§ EXERCISE OBJECTIVE
Every record that follows should be written out again without any change.

§ DATA SHOWN

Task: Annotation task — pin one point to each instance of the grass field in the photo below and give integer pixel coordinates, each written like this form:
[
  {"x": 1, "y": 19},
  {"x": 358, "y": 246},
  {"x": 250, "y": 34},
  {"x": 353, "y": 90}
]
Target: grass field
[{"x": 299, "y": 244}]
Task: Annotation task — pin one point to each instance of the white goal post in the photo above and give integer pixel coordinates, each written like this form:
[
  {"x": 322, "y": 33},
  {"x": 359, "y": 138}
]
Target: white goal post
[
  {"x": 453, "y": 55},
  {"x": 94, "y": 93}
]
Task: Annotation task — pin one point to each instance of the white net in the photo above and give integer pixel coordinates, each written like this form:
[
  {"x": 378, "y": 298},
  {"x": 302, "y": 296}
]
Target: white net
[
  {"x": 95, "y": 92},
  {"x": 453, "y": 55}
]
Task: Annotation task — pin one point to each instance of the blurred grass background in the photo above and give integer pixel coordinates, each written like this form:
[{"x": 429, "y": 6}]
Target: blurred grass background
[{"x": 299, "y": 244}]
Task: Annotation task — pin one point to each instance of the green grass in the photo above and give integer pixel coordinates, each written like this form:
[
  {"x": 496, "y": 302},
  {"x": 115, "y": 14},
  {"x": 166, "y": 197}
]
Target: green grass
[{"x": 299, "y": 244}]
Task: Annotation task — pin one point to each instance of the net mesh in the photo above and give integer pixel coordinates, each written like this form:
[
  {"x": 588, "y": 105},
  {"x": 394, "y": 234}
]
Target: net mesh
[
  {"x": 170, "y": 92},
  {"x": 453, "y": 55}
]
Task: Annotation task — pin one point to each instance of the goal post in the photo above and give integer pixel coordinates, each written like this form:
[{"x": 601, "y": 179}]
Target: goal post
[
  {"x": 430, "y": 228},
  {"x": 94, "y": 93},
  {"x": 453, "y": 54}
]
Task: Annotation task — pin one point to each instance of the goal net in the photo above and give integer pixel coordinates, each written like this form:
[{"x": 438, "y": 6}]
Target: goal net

§ ANSWER SECTION
Task: Annotation task — pin one point to each instance of the grass field in the photo below and give integer pixel coordinates, each written like this form:
[
  {"x": 1, "y": 19},
  {"x": 358, "y": 246},
  {"x": 250, "y": 34},
  {"x": 353, "y": 90}
]
Target: grass field
[{"x": 299, "y": 244}]
Task: Annotation task — pin one point to each instance of the white goal post in the photo above and give integer pixel coordinates, each written like this form:
[
  {"x": 322, "y": 33},
  {"x": 359, "y": 138}
]
Target: white goal post
[
  {"x": 453, "y": 55},
  {"x": 94, "y": 93}
]
Task: Annotation task — pin one point to each instance of the white net in the photo above and give integer pixel coordinates, each written like this form:
[
  {"x": 378, "y": 298},
  {"x": 302, "y": 296}
]
Target: white net
[
  {"x": 95, "y": 92},
  {"x": 453, "y": 55}
]
Task: Annotation task — pin one point to each instance of the blurred grass background in the photo above and give integer pixel coordinates, each written like this form:
[{"x": 429, "y": 6}]
Target: blurred grass background
[{"x": 299, "y": 244}]
Task: Annotation task — pin one point to each instance of the green grass in the photo above and give integer pixel coordinates, each written like this form:
[
  {"x": 496, "y": 302},
  {"x": 115, "y": 14},
  {"x": 166, "y": 197}
]
Target: green grass
[{"x": 299, "y": 244}]
Task: Annotation task — pin one point to each instance of the net mesh in the photo above and give integer pixel coordinates, each written like this form:
[
  {"x": 588, "y": 105},
  {"x": 394, "y": 234}
]
Target: net mesh
[
  {"x": 170, "y": 92},
  {"x": 453, "y": 55}
]
Task: Annotation task — pin one point to each instance of the goal post in the photo above and give integer pixel coordinates, each written like this form:
[{"x": 601, "y": 179}]
Target: goal post
[
  {"x": 430, "y": 228},
  {"x": 94, "y": 93},
  {"x": 453, "y": 54}
]
Task: Annotation task — pin one point to each instance of the goal net in the photo above and give integer pixel coordinates, each written like this form:
[{"x": 438, "y": 6}]
Target: goal net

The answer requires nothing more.